### Stored items:
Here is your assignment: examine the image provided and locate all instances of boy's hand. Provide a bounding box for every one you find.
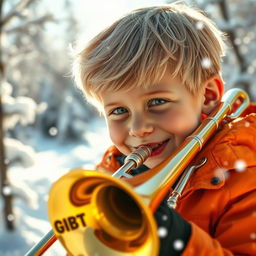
[154,197,191,256]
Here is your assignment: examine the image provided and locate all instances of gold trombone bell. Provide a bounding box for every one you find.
[48,171,159,255]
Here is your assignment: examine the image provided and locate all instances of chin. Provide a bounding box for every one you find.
[144,158,164,169]
[145,150,174,169]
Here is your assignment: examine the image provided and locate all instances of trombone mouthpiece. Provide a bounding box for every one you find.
[125,146,152,168]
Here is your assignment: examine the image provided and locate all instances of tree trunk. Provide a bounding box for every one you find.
[218,0,250,94]
[0,0,15,231]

### TASK GOAL:
Starting at the line that contains "instances of trombone", return every line through the last one above, exactly as written.

### ANSWER SECTION:
Here is your assignment: examine the image provided and locate all instances of trombone mouthpiece. Provide a bounding box for every one you find.
[125,146,152,168]
Here is your assignment: examine the image provided and locate all instances of tree trunk. Provide a bounding box for every one you find.
[218,0,250,94]
[0,0,15,231]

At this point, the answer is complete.